--- START The data ---

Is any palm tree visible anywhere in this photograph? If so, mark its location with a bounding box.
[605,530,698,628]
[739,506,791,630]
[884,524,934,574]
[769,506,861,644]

--- END The data ---

### Exercise prompt
Render the records above as a two-column CSV with the headers input and output, one row per record. Put each record's text and its answer in its own quoted field, with line breaks replaced by spaces.

### Written solution
input,output
"Is any palm tree visible anywhere in this photograph? If so, mark its location with a bounding box.","[605,530,698,628] [739,506,791,630] [884,524,934,574] [769,506,861,644]"